— Exercise task —
In the data, substitute "pine branch" for every occurrence of "evergreen twig" and leave everything else unchanged.

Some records
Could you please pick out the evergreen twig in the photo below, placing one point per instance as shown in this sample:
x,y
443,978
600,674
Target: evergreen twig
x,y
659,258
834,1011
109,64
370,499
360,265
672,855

— Answer below —
Could you please pick out the pine branch in the photo below, placing one point per instance as shown in this sample:
x,y
443,978
600,674
Target: pine branch
x,y
659,258
834,1011
109,64
370,499
360,265
672,855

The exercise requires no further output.